◆ **WHAT TO WORK ON**
Update the records below by swapping every "Reviewer note" for "Annotator note", leaving everything else unchanged.

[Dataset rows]
──────────

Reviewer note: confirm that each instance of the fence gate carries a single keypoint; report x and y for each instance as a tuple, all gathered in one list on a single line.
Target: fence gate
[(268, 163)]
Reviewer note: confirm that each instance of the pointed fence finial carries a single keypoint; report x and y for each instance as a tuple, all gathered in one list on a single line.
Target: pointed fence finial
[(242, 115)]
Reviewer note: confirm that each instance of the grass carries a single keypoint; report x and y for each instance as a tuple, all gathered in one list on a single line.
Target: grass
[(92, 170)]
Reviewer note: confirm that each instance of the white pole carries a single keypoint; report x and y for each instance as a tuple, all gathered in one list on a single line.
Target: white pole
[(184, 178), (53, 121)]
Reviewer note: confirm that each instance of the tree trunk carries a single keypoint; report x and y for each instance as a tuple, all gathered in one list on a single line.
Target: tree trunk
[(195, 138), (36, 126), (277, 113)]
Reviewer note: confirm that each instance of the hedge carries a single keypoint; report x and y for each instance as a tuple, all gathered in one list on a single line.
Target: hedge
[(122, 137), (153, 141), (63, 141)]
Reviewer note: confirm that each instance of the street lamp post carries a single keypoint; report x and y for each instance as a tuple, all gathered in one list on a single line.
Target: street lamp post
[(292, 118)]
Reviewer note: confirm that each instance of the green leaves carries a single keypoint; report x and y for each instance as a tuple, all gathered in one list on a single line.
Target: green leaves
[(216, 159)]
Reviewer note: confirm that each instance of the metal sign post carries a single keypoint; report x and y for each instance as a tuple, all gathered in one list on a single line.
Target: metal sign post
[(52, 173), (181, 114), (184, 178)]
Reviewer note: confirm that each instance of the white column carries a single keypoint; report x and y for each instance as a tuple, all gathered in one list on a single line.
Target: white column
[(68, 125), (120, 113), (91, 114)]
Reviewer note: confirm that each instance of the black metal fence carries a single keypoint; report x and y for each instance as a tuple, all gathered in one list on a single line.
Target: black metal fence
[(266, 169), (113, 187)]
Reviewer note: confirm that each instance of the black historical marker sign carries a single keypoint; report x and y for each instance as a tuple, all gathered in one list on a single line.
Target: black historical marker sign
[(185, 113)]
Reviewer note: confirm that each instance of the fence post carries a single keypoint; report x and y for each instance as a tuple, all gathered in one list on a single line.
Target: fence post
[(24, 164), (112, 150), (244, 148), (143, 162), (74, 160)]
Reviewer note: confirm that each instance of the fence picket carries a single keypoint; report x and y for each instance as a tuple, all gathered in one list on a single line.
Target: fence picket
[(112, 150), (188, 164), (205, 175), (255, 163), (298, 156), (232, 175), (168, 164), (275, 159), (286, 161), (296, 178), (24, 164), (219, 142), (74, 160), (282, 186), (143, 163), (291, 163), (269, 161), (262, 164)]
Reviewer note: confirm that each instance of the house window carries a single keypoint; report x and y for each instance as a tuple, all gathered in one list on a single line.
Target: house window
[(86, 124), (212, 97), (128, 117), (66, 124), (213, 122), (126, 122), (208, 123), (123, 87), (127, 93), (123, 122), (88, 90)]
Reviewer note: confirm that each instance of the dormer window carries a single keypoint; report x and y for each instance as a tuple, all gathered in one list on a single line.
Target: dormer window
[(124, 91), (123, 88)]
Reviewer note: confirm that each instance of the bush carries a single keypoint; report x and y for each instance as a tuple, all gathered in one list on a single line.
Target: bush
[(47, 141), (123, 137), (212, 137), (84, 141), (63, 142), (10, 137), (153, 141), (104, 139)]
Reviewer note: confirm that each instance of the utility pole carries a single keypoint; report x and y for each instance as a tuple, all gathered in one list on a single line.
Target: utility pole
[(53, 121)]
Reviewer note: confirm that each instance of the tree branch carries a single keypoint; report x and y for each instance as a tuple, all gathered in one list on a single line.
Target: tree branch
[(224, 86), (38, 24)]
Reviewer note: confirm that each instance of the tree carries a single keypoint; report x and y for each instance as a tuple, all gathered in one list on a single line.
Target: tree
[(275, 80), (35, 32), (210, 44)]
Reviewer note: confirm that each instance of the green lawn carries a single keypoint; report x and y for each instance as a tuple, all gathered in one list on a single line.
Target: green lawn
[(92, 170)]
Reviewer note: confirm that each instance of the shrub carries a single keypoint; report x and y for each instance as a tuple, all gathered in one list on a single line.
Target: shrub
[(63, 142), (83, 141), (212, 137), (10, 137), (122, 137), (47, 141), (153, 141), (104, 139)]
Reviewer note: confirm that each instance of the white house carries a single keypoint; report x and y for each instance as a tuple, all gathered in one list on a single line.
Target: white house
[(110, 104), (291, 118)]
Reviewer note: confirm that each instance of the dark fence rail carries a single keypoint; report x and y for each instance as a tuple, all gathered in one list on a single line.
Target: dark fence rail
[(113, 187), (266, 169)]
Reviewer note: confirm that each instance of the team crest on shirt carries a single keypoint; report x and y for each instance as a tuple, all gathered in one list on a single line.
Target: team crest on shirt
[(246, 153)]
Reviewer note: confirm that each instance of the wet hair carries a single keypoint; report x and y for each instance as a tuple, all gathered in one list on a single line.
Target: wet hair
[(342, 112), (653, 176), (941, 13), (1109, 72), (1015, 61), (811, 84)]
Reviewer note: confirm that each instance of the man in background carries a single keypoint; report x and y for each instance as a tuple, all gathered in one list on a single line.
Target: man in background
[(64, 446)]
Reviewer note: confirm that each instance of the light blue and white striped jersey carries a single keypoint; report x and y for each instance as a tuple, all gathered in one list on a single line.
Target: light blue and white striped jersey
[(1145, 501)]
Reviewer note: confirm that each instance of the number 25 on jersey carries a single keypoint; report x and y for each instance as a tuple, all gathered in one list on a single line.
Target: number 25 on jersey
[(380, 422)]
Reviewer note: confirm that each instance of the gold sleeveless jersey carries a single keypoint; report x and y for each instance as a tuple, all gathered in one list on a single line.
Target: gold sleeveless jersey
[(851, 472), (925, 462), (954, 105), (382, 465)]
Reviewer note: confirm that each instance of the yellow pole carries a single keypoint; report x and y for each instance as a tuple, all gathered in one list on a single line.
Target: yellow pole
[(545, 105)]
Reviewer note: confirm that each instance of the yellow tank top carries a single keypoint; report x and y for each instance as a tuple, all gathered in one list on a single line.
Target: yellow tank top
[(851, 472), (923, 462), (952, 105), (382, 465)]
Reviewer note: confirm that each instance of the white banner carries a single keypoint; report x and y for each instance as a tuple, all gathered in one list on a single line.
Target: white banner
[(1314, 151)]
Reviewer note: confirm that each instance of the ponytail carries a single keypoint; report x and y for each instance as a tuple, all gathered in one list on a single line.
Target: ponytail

──────────

◆ **WRITTEN SOLUTION**
Annotator note: confirm that each instance of the fence gate carries a single keypoint; report x and y for each instance as a tuple, all gathered in one list on a single line.
Target: fence gate
[(268, 163)]
Annotator note: confirm that each instance of the pointed fence finial carries a single keypoint; report x and y for each instance as a tuple, all gathered in one list on a single line.
Target: pointed fence finial
[(242, 115)]
Annotator note: confirm that each instance of the grass carries a single keypoint; report x and y for each instance as a tuple, all gathered in one list on a single line.
Target: grass
[(92, 170)]
Annotator note: confirm that each instance of the white pole carries a single keypoint; report x and y for each instance as a tuple, all gathered in one list on a single line.
Target: white pole
[(184, 178), (53, 121)]
Annotator note: confirm that each instance of the tree trunk carries a single keypoint; report x and y for each instance as a tuple, all gathered in one list on a single line.
Target: tree trunk
[(195, 138), (36, 126), (277, 113)]
Annotator note: confirm that each instance of the hedge carries a single keypoint; report x and y for each instance as a tuple, all gathered in one list on a single line.
Target: hedge
[(122, 137), (153, 141), (63, 141)]
Annotator note: confirm that each instance of the street lamp post carries a single keypoint; report x and y for each instance as a tuple, all gathered in one list on a single line.
Target: street lamp post
[(292, 118)]
Annotator note: confirm that each instance of the green leaves carries a single keypoint; report x and y for each instance as a tuple, all gathered in one list on a single line.
Target: green leaves
[(216, 159)]
Annotator note: confirm that each instance of the metal sign post carries a single keypoint; report x and y for each instance as a tuple, all gathered in one list on a single line.
Target: metal sign post
[(52, 173), (181, 114), (184, 178)]
Annotator note: confirm that each instance of the white column carries a single keypoint; report x and y for each instance as a tuple, all gathered in one list on a single line.
Target: white column
[(68, 125), (120, 113), (91, 114)]
Annotator note: confirm that each instance of the black metal fence carries a single keypoint; report x and y for each instance as a tuple, all gathered in one list on a single line.
Target: black metal fence
[(266, 169), (113, 187)]
Annotator note: confirm that each instance of the black historical marker sign carries a single keypoint; report x and y for each instance as a tuple, all gathered in one list on a single line.
Target: black historical marker sign
[(185, 113)]
Annotator note: confirm that each instance of the fence post carries a single keypoint; report x and y for each instance as a tuple, all gathered in one list on a single line.
Target: fence post
[(24, 164), (112, 150), (244, 148), (143, 162), (74, 160)]
Annotator note: confirm that each instance of the fence picket carries a single keypoint; report x and y for each instance as a tuple, all gathered in one list on a single line.
Target: fence picket
[(112, 150), (188, 164), (205, 175), (255, 163), (298, 156), (232, 175), (168, 164), (275, 159), (286, 161), (296, 178), (24, 164), (219, 142), (74, 160), (282, 186), (143, 163), (291, 163), (269, 161), (262, 164)]
Annotator note: confirm that each instance of the house window carries a single keypoint; report x and y for each instance as a tuple, all gathered in one list on a single line.
Target: house window
[(86, 124), (212, 97), (128, 117), (66, 124), (213, 122), (126, 122), (208, 123), (123, 87), (127, 93), (123, 122), (88, 90)]
Annotator note: confirm that each instance of the dormer window carries a single keypoint; report x and y for each instance as a tuple, all gathered in one list on a single line.
Target: dormer window
[(124, 91), (123, 88)]
Annotator note: confirm that each instance of the bush carries a single keypoint; report x and y for each instance as a tuple, all gathered in one list on a single line.
Target: bush
[(47, 141), (123, 137), (212, 137), (84, 141), (63, 142), (10, 137), (153, 141), (104, 139)]
Annotator note: confirm that each instance of the utility pole carries a single keypoint; report x and y for each instance as a tuple, all gathered in one list on a single line.
Target: utility pole
[(53, 121)]
Annotator note: confirm that each instance of the tree branch carries a single keypoint; report x and y for each instance as a tuple, all gathered in one list on a single line.
Target: tree branch
[(224, 86), (38, 24)]
Annotator note: confirm that each instance of the tree carries a single keypoint; report x and y for each instance as a tuple, all gathered in one list on a single line.
Target: tree
[(275, 80), (35, 32), (210, 44)]
Annotator note: confirm that each instance of the green lawn carries a single keypoint; report x and y for each instance as a tuple, all gathered in one list on a single line.
Target: green lawn
[(92, 170)]
Annotator note: confirm that each instance of the shrub carries a single keypoint; report x and y for each instance as a tuple, all gathered in one list on a single line.
Target: shrub
[(63, 142), (83, 141), (212, 137), (10, 137), (122, 137), (47, 141), (153, 141), (104, 139)]
Annotator note: confirm that each instance of the white house carries a single keypoint; report x and y for each instance as a tuple, all gathered in one list on a single line.
Target: white house
[(110, 104), (291, 118)]
Annotator note: confirm that each instance of the dark fence rail carries a single keypoint; report x and y for each instance as a tuple, all gathered in one list on a single line.
Target: dark fence rail
[(113, 187), (266, 169)]
Annotator note: confirm that each instance of the team crest on shirt carries a single keypoint; report x and y for each instance as a tuple, all gathered in one list on a single line.
Target: team crest on shirt
[(246, 153)]
Annotator note: confirm that each instance of the wet hair carries a single keypoint; report x and y for each instance as a tuple, all gathered in one list on a single line.
Target: wet hair
[(342, 112), (653, 176), (941, 13), (1109, 72), (1015, 61), (811, 84)]
Annotator note: confirm that each instance of the man in background carries a single keypoint; report x and y for each instance as a tuple, all gathered in one list on a single line.
Target: man in background
[(64, 446)]
Annotator note: confirm that each instance of the light blue and white striped jersey carries a single keypoint; report x and y for each instance as a tuple, all gathered in one list on a single line.
Target: light blue and white striped jersey
[(1145, 501)]
Annotator note: confirm that each instance of the number 25 on jersey carries a single keypoint; report x and y for each instance as a tuple, all gathered in one list on a single line.
Target: number 25 on jersey
[(380, 422)]
Annotator note: confirm that each instance of the gold sleeveless jersey carries a single keypoint; report x and y for each instance as a tuple, all gathered in one list on a single line.
Target: gold sleeveless jersey
[(851, 472), (925, 462), (954, 105), (382, 465)]
Annotator note: confirm that each instance of the yellow pole carries a single keypoint; report x and y for each instance as a tuple, all gathered in one list on a single line.
Target: yellow pole
[(545, 105)]
Annotator note: confirm that each instance of the yellow tank top carries a single keypoint; report x and y for each instance as a tuple, all gathered in one list on a single line.
Target: yellow tank top
[(851, 472), (923, 462), (952, 105), (382, 465)]
Annotator note: confirm that each instance of the white banner carries a single keypoint; report x and y for each instance as a tuple, all gathered in one list on a single line.
Target: white banner
[(1314, 151)]
Annotator note: confirm that each instance of the ponytail carries a single keypoint; report x and y for each instance as a tuple, all gathered in one list on a single line.
Target: ponytail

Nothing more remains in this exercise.